Exercise data>
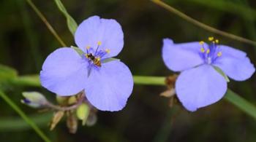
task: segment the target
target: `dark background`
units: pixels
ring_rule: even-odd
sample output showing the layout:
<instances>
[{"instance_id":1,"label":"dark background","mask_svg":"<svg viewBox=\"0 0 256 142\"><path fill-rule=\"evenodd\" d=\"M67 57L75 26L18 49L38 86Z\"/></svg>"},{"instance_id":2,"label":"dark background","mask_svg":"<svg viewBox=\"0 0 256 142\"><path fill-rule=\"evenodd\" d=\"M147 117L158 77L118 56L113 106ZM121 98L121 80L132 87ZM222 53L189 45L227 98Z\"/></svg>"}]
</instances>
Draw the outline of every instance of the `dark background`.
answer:
<instances>
[{"instance_id":1,"label":"dark background","mask_svg":"<svg viewBox=\"0 0 256 142\"><path fill-rule=\"evenodd\" d=\"M54 1L34 1L67 45L75 45L65 17ZM165 1L188 15L218 29L256 41L256 3L254 0ZM91 15L116 19L123 28L124 47L117 58L134 75L168 76L173 73L161 57L162 40L176 42L206 40L214 36L221 44L241 49L256 63L256 47L214 35L193 25L146 0L63 0L79 24ZM0 1L0 63L17 69L20 75L39 74L45 58L59 43L25 0ZM232 81L229 87L255 103L255 76L243 82ZM189 113L181 106L173 111L169 99L159 97L166 88L135 85L127 106L118 112L99 111L93 127L79 126L69 134L65 123L48 130L50 114L20 103L22 91L37 90L49 99L55 95L43 88L10 87L6 93L29 116L41 119L41 129L53 141L256 141L256 122L232 104L222 100ZM32 117L33 118L33 117ZM9 121L9 127L1 125ZM42 141L0 99L0 141Z\"/></svg>"}]
</instances>

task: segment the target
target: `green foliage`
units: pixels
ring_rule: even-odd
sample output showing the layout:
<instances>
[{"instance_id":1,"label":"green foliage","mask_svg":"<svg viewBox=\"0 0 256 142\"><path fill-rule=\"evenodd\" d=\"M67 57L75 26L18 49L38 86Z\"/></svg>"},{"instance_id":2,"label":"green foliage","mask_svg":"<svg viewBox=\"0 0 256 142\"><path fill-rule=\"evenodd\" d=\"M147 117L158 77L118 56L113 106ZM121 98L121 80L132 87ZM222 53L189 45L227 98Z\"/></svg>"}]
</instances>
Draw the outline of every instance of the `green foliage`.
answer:
<instances>
[{"instance_id":1,"label":"green foliage","mask_svg":"<svg viewBox=\"0 0 256 142\"><path fill-rule=\"evenodd\" d=\"M63 13L63 15L67 18L67 25L71 33L74 36L75 32L78 28L78 24L75 20L69 15L67 12L65 7L61 3L61 0L54 0L55 3L57 4L59 9Z\"/></svg>"}]
</instances>

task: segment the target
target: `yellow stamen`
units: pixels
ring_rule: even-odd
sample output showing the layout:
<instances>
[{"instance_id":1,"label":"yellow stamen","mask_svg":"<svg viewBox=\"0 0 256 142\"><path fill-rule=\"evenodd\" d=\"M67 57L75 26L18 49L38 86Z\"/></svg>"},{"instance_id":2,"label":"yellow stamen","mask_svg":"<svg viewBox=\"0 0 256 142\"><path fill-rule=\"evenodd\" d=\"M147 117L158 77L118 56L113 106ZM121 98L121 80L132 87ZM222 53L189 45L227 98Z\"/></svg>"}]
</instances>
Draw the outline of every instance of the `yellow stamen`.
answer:
<instances>
[{"instance_id":1,"label":"yellow stamen","mask_svg":"<svg viewBox=\"0 0 256 142\"><path fill-rule=\"evenodd\" d=\"M217 54L217 56L220 57L220 56L222 56L222 52L219 52L218 54Z\"/></svg>"},{"instance_id":2,"label":"yellow stamen","mask_svg":"<svg viewBox=\"0 0 256 142\"><path fill-rule=\"evenodd\" d=\"M200 51L201 51L201 52L206 52L205 49L203 48L203 47L201 47Z\"/></svg>"},{"instance_id":3,"label":"yellow stamen","mask_svg":"<svg viewBox=\"0 0 256 142\"><path fill-rule=\"evenodd\" d=\"M106 51L107 53L110 53L110 50L108 50L108 49L106 49L105 51Z\"/></svg>"},{"instance_id":4,"label":"yellow stamen","mask_svg":"<svg viewBox=\"0 0 256 142\"><path fill-rule=\"evenodd\" d=\"M205 43L205 42L204 42L203 41L200 41L200 42L199 42L199 44L203 45L204 43Z\"/></svg>"},{"instance_id":5,"label":"yellow stamen","mask_svg":"<svg viewBox=\"0 0 256 142\"><path fill-rule=\"evenodd\" d=\"M206 50L206 53L207 53L207 54L209 54L209 52L210 52L210 50L208 49L208 50Z\"/></svg>"},{"instance_id":6,"label":"yellow stamen","mask_svg":"<svg viewBox=\"0 0 256 142\"><path fill-rule=\"evenodd\" d=\"M98 42L97 44L99 46L102 44L102 42L100 41Z\"/></svg>"},{"instance_id":7,"label":"yellow stamen","mask_svg":"<svg viewBox=\"0 0 256 142\"><path fill-rule=\"evenodd\" d=\"M208 38L208 40L209 40L210 42L213 41L214 39L214 38L213 36L210 36Z\"/></svg>"},{"instance_id":8,"label":"yellow stamen","mask_svg":"<svg viewBox=\"0 0 256 142\"><path fill-rule=\"evenodd\" d=\"M215 42L216 42L217 44L219 44L219 40L218 40L218 39L216 39L216 40L215 40Z\"/></svg>"}]
</instances>

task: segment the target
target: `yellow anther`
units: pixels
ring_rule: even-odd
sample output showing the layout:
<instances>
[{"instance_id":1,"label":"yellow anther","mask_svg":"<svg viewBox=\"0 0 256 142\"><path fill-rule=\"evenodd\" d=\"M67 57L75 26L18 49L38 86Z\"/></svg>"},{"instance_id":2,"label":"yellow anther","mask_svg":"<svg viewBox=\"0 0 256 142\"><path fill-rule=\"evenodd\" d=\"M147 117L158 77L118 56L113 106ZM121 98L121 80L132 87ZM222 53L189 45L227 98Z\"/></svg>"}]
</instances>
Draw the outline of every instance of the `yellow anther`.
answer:
<instances>
[{"instance_id":1,"label":"yellow anther","mask_svg":"<svg viewBox=\"0 0 256 142\"><path fill-rule=\"evenodd\" d=\"M90 48L91 48L90 46L86 47L86 50L89 50Z\"/></svg>"},{"instance_id":2,"label":"yellow anther","mask_svg":"<svg viewBox=\"0 0 256 142\"><path fill-rule=\"evenodd\" d=\"M209 40L210 42L213 41L214 39L214 38L213 36L210 36L208 38L208 40Z\"/></svg>"},{"instance_id":3,"label":"yellow anther","mask_svg":"<svg viewBox=\"0 0 256 142\"><path fill-rule=\"evenodd\" d=\"M107 53L110 53L110 50L108 50L108 49L106 49L105 51L106 51Z\"/></svg>"},{"instance_id":4,"label":"yellow anther","mask_svg":"<svg viewBox=\"0 0 256 142\"><path fill-rule=\"evenodd\" d=\"M207 53L207 54L209 54L209 52L210 52L210 50L208 49L208 50L206 50L206 53Z\"/></svg>"},{"instance_id":5,"label":"yellow anther","mask_svg":"<svg viewBox=\"0 0 256 142\"><path fill-rule=\"evenodd\" d=\"M203 41L200 41L200 42L199 42L199 44L203 45L204 43L205 43L205 42L204 42Z\"/></svg>"},{"instance_id":6,"label":"yellow anther","mask_svg":"<svg viewBox=\"0 0 256 142\"><path fill-rule=\"evenodd\" d=\"M216 42L217 44L219 44L219 40L218 40L218 39L216 39L216 40L215 40L215 42Z\"/></svg>"},{"instance_id":7,"label":"yellow anther","mask_svg":"<svg viewBox=\"0 0 256 142\"><path fill-rule=\"evenodd\" d=\"M217 54L217 56L220 57L220 56L222 56L222 52L219 52L218 54Z\"/></svg>"},{"instance_id":8,"label":"yellow anther","mask_svg":"<svg viewBox=\"0 0 256 142\"><path fill-rule=\"evenodd\" d=\"M99 41L99 42L97 42L97 44L99 46L99 45L102 44L102 42L101 42L100 41Z\"/></svg>"},{"instance_id":9,"label":"yellow anther","mask_svg":"<svg viewBox=\"0 0 256 142\"><path fill-rule=\"evenodd\" d=\"M205 49L204 49L204 48L203 48L203 47L201 47L200 51L201 51L201 52L206 52Z\"/></svg>"}]
</instances>

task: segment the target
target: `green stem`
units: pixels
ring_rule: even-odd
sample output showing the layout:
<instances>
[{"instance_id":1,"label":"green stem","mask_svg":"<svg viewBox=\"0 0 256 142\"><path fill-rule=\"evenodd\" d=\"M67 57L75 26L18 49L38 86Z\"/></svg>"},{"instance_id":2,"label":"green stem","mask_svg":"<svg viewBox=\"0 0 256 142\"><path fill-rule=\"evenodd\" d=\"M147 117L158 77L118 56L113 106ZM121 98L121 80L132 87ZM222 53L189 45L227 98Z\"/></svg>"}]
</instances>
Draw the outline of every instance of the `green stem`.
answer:
<instances>
[{"instance_id":1,"label":"green stem","mask_svg":"<svg viewBox=\"0 0 256 142\"><path fill-rule=\"evenodd\" d=\"M204 24L195 19L192 18L191 17L189 17L188 15L185 15L184 13L178 11L178 9L175 9L174 7L165 4L165 2L160 1L160 0L151 0L152 2L154 4L165 8L165 9L168 10L169 12L174 13L175 15L179 16L180 17L183 18L184 20L197 25L198 27L200 27L203 29L205 29L206 31L211 31L212 33L215 33L217 34L228 37L230 39L233 39L241 42L250 44L252 45L256 46L256 42L252 41L232 33L229 33L220 30L218 30L217 28L214 28L213 27L211 27L206 24Z\"/></svg>"},{"instance_id":2,"label":"green stem","mask_svg":"<svg viewBox=\"0 0 256 142\"><path fill-rule=\"evenodd\" d=\"M50 139L47 138L37 125L7 95L0 91L0 96L36 131L42 140L45 142L50 142Z\"/></svg>"},{"instance_id":3,"label":"green stem","mask_svg":"<svg viewBox=\"0 0 256 142\"><path fill-rule=\"evenodd\" d=\"M165 85L165 77L133 76L135 84L151 84L151 85Z\"/></svg>"},{"instance_id":4,"label":"green stem","mask_svg":"<svg viewBox=\"0 0 256 142\"><path fill-rule=\"evenodd\" d=\"M62 39L59 37L58 33L55 31L54 28L51 26L51 25L49 23L49 22L47 20L45 17L42 15L42 13L37 9L37 7L34 5L34 4L31 0L26 0L28 4L30 5L30 7L32 7L34 11L37 13L38 17L40 17L40 19L42 20L42 22L46 25L48 30L50 31L50 33L54 36L54 37L58 40L58 42L61 44L63 47L67 47L66 44L62 41Z\"/></svg>"}]
</instances>

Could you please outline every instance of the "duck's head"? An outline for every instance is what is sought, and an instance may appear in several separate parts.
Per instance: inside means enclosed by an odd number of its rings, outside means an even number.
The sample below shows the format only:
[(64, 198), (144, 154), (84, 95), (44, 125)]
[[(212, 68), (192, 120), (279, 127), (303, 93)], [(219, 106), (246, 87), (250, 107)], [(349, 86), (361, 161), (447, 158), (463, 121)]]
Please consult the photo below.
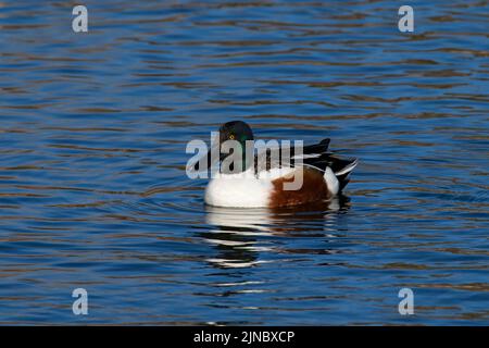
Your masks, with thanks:
[[(240, 163), (237, 163), (237, 171), (235, 171), (234, 165), (230, 166), (230, 170), (235, 172), (244, 171), (251, 165), (251, 163), (247, 163), (246, 160), (246, 142), (253, 139), (253, 132), (246, 122), (231, 121), (223, 124), (218, 130), (218, 141), (217, 139), (214, 139), (214, 144), (206, 154), (208, 169), (210, 169), (217, 160), (223, 162), (228, 156), (233, 154), (233, 150), (229, 151), (229, 148), (226, 145), (230, 141), (237, 141), (239, 146), (235, 149), (241, 154), (239, 156), (241, 161)], [(225, 144), (228, 140), (230, 141)], [(199, 170), (199, 163), (196, 164), (195, 169), (197, 171)]]
[(220, 127), (220, 142), (236, 140), (244, 148), (247, 140), (253, 140), (253, 132), (250, 126), (242, 121), (231, 121)]

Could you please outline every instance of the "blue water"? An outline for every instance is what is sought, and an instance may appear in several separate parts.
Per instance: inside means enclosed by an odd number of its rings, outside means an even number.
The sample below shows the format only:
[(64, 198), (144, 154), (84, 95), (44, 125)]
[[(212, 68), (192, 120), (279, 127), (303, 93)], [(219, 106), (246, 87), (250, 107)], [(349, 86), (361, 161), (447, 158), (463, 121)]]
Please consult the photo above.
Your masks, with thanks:
[[(487, 1), (83, 4), (0, 2), (0, 324), (489, 324)], [(230, 120), (358, 157), (338, 207), (205, 207)]]

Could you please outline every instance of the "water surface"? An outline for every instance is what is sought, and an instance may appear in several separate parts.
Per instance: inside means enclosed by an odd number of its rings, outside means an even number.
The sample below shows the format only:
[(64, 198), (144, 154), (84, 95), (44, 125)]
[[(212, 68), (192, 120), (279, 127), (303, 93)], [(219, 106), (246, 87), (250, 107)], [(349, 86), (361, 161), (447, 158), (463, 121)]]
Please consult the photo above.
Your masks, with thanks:
[[(84, 4), (0, 2), (1, 324), (489, 324), (487, 1)], [(344, 197), (205, 207), (236, 119), (360, 158)]]

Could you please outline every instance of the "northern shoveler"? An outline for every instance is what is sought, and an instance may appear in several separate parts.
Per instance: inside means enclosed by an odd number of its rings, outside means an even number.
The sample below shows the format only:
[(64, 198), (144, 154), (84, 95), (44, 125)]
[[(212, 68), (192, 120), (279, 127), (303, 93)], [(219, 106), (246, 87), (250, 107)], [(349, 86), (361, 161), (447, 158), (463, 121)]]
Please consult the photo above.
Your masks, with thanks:
[[(267, 149), (266, 156), (253, 156), (253, 163), (244, 154), (247, 140), (254, 140), (250, 126), (242, 121), (225, 123), (220, 127), (217, 142), (221, 170), (211, 178), (205, 189), (205, 203), (215, 207), (229, 208), (278, 208), (330, 200), (348, 184), (351, 171), (356, 166), (356, 159), (339, 159), (328, 152), (329, 139), (302, 148), (302, 156), (294, 156), (291, 148), (290, 160), (283, 163), (274, 157), (275, 150)], [(228, 156), (222, 145), (226, 140), (238, 141), (242, 164), (238, 173), (223, 171), (223, 161)], [(209, 150), (206, 165), (213, 164), (212, 152)], [(298, 161), (298, 159), (301, 161)], [(233, 169), (233, 164), (230, 166)], [(199, 164), (195, 165), (199, 170)], [(298, 171), (301, 171), (298, 173)], [(242, 175), (251, 174), (251, 175)], [(299, 189), (286, 189), (286, 183), (292, 183), (294, 175), (301, 174), (302, 185)]]

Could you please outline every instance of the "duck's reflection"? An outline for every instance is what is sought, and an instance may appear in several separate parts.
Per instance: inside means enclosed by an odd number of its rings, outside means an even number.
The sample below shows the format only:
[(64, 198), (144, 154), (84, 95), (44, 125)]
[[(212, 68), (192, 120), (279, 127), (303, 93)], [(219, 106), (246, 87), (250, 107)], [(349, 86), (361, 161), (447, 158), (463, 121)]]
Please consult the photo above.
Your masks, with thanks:
[(217, 256), (209, 259), (218, 268), (250, 268), (258, 263), (259, 253), (273, 252), (274, 246), (259, 243), (267, 236), (330, 236), (337, 231), (338, 214), (348, 211), (344, 196), (314, 206), (281, 209), (236, 209), (206, 206), (206, 223), (213, 226), (200, 237), (215, 246)]

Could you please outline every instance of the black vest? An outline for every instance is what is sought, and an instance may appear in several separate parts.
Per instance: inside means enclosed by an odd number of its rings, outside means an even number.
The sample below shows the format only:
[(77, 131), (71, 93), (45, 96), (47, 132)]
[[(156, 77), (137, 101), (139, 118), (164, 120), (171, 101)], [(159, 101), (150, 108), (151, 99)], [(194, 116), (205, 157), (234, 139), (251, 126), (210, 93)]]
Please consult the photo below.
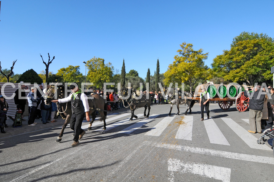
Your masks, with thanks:
[(75, 97), (75, 99), (73, 100), (73, 95), (71, 97), (71, 110), (72, 114), (75, 113), (76, 114), (81, 114), (85, 112), (85, 107), (83, 104), (83, 102), (80, 99), (81, 93), (79, 93)]
[[(202, 96), (201, 103), (204, 103), (204, 102), (205, 102), (206, 101), (206, 100), (207, 100), (208, 99), (209, 99), (209, 98), (207, 98), (207, 92), (206, 93), (204, 94), (204, 95), (203, 95)], [(207, 103), (206, 103), (206, 104), (208, 103), (209, 103), (209, 102)]]

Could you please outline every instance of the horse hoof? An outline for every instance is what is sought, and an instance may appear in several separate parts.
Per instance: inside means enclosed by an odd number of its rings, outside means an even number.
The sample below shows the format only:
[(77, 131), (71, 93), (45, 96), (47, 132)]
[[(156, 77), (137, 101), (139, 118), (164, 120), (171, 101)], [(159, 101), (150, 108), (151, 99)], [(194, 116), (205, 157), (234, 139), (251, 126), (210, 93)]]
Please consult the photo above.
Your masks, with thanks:
[(60, 138), (58, 137), (57, 138), (57, 139), (56, 139), (56, 140), (55, 141), (55, 142), (61, 142), (61, 140), (62, 140), (62, 138)]

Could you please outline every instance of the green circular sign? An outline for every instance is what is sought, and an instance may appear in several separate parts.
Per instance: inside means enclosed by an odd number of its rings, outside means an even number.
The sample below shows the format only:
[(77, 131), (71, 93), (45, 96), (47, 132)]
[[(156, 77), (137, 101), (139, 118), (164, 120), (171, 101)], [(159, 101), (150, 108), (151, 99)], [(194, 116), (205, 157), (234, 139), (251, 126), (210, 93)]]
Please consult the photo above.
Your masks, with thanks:
[(223, 85), (220, 85), (218, 88), (219, 96), (221, 97), (224, 97), (227, 95), (227, 88)]
[(236, 95), (236, 88), (233, 85), (228, 85), (228, 88), (227, 89), (227, 93), (228, 94), (227, 95), (229, 95), (231, 97), (234, 97)]
[(215, 86), (213, 85), (211, 85), (207, 88), (207, 92), (209, 93), (210, 97), (214, 97), (216, 95), (217, 89)]

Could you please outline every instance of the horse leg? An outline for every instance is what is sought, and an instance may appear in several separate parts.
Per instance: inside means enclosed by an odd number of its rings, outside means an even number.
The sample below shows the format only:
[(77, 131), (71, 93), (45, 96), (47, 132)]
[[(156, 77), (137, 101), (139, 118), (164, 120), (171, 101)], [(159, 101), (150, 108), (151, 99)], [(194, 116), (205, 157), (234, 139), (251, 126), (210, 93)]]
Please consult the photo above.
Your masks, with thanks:
[(147, 113), (147, 115), (146, 115), (146, 117), (148, 117), (149, 116), (149, 112), (150, 111), (150, 104), (149, 104), (147, 105), (147, 107), (148, 108), (148, 112)]
[(144, 111), (144, 116), (146, 117), (146, 108), (147, 107), (147, 106), (146, 106), (146, 105), (145, 105), (144, 107), (145, 107), (145, 111)]
[(170, 111), (169, 111), (169, 113), (168, 113), (168, 115), (170, 116), (171, 115), (171, 111), (172, 110), (172, 108), (173, 108), (173, 104), (170, 104)]
[(100, 121), (102, 121), (102, 120), (103, 120), (104, 121), (104, 127), (103, 127), (103, 130), (104, 130), (107, 129), (107, 127), (106, 127), (106, 126), (107, 125), (106, 124), (106, 116), (104, 114), (104, 111), (101, 110), (98, 112), (101, 115), (101, 118), (100, 119)]
[(63, 136), (63, 135), (64, 134), (64, 130), (65, 130), (65, 128), (68, 124), (69, 121), (70, 121), (71, 117), (71, 116), (70, 115), (68, 114), (67, 115), (67, 117), (66, 117), (66, 120), (65, 121), (65, 123), (63, 124), (63, 126), (62, 126), (62, 129), (61, 130), (61, 132), (60, 133), (59, 136), (58, 136), (57, 139), (56, 139), (56, 140), (55, 140), (55, 142), (61, 142), (61, 140), (62, 140), (62, 137)]
[(95, 120), (95, 118), (96, 117), (96, 116), (95, 114), (95, 111), (91, 113), (91, 117), (92, 119), (92, 120), (91, 121), (90, 121), (90, 123), (89, 124), (89, 127), (88, 128), (88, 131), (91, 130), (91, 126), (92, 125), (92, 124), (93, 123), (93, 122), (94, 121), (94, 120)]
[(180, 108), (180, 105), (179, 105), (179, 103), (180, 103), (178, 102), (178, 104), (177, 105), (177, 109), (178, 109), (178, 112), (177, 113), (177, 114), (176, 114), (176, 115), (180, 115), (180, 110), (179, 109)]
[(187, 113), (189, 109), (189, 106), (188, 106), (188, 108), (187, 108), (186, 110), (185, 111), (185, 113), (184, 113), (185, 115), (187, 115)]

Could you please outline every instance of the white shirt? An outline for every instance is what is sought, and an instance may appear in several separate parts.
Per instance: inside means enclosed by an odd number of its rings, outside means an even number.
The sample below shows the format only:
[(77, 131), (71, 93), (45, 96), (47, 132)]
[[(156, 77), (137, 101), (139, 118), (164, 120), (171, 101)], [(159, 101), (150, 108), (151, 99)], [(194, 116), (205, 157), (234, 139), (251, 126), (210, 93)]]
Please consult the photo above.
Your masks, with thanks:
[[(71, 93), (68, 96), (64, 99), (58, 99), (58, 102), (59, 103), (65, 103), (71, 101), (71, 97), (72, 96), (73, 93)], [(87, 96), (83, 93), (81, 93), (80, 96), (80, 100), (83, 102), (83, 105), (84, 105), (84, 107), (85, 108), (85, 112), (87, 112), (90, 111), (90, 107), (89, 106), (89, 103), (87, 101)]]

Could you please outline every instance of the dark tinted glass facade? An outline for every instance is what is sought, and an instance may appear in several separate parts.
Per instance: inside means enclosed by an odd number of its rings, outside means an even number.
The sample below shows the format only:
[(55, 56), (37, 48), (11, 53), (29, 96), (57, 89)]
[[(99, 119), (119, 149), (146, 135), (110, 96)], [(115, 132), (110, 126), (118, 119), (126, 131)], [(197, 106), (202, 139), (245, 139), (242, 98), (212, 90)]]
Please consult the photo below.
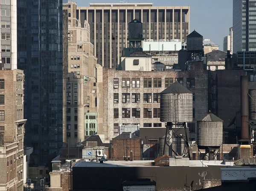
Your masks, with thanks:
[(62, 145), (62, 0), (19, 0), (17, 67), (25, 75), (25, 145), (39, 165)]
[(256, 51), (256, 0), (233, 0), (233, 52)]

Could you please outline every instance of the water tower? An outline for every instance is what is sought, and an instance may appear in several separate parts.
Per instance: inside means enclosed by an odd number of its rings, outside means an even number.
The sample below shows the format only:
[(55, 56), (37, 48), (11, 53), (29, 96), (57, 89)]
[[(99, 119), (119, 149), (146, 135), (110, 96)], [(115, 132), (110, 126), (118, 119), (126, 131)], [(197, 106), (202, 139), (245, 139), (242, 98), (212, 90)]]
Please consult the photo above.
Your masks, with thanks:
[(197, 144), (198, 155), (200, 149), (205, 150), (198, 159), (216, 160), (222, 144), (223, 121), (209, 112), (201, 121), (197, 121)]
[[(160, 120), (166, 123), (163, 154), (187, 155), (190, 159), (187, 122), (193, 120), (193, 94), (176, 82), (161, 92)], [(161, 147), (162, 145), (162, 147)]]

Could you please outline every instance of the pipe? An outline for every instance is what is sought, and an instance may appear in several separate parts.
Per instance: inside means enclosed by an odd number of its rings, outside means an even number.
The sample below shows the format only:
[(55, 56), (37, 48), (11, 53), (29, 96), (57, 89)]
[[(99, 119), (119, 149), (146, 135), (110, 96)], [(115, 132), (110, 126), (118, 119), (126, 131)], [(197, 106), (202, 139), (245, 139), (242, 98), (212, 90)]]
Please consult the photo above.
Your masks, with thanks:
[(241, 76), (241, 140), (240, 142), (249, 141), (249, 106), (248, 99), (248, 79), (247, 76)]

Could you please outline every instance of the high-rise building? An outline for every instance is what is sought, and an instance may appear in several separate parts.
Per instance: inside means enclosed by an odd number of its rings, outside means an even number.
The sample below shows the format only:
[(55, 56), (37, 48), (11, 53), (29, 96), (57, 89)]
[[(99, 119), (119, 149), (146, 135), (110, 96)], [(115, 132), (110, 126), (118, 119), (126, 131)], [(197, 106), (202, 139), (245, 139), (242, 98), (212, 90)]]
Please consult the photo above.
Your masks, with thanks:
[(189, 6), (154, 7), (153, 3), (90, 3), (77, 7), (77, 18), (90, 25), (90, 41), (98, 63), (116, 68), (122, 51), (128, 47), (128, 23), (136, 19), (143, 23), (145, 40), (184, 42), (189, 33)]
[(76, 3), (69, 2), (68, 77), (63, 79), (63, 142), (74, 145), (97, 132), (96, 65), (90, 26), (77, 19)]
[(62, 145), (62, 0), (17, 1), (17, 67), (25, 76), (25, 143), (38, 164)]
[(233, 52), (256, 51), (256, 0), (233, 0)]
[(1, 1), (1, 58), (6, 70), (17, 68), (17, 0)]
[(22, 70), (0, 70), (0, 190), (23, 191), (24, 79)]

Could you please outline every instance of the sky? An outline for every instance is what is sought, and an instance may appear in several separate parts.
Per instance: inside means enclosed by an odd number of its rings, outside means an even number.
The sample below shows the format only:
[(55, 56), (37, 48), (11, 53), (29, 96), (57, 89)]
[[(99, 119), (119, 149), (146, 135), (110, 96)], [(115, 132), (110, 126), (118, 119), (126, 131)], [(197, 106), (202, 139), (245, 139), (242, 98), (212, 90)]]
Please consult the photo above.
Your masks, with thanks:
[[(87, 6), (89, 3), (120, 2), (118, 0), (73, 0), (76, 2), (78, 6)], [(219, 45), (221, 50), (223, 38), (229, 34), (229, 28), (233, 25), (233, 0), (127, 0), (126, 2), (153, 3), (153, 6), (190, 6), (190, 32), (195, 30), (204, 38), (209, 39)]]

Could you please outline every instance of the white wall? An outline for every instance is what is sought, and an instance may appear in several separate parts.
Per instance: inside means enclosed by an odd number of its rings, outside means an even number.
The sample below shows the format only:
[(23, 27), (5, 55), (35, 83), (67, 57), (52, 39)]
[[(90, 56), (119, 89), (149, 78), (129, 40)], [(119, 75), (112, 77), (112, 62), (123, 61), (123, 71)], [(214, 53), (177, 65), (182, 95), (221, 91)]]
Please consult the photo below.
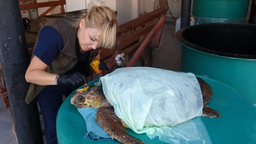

Goal>
Duplicate every line of the records from the one containing "Could you please outline every instance of the pipe?" down to the one containing "79), (247, 76)]", including both of those lines.

The answer>
Could you please outline every instance of the pipe? An outline for every instance is what is sought, and an instance may appear in several separate parts.
Per instance: inside means enclosed by an odd number of its rings, outside means an even number.
The sample below shows the format only:
[(55, 56), (37, 48), (11, 53), (29, 96), (57, 89)]
[[(99, 119), (119, 149), (146, 135), (110, 96)], [(115, 132), (110, 126), (118, 119), (126, 131)], [(197, 106), (202, 139), (245, 139), (242, 98), (212, 90)]]
Please consult the photo above.
Your masks, with thanks:
[(241, 76), (241, 140), (240, 142), (249, 141), (249, 106), (248, 99), (248, 79), (247, 76)]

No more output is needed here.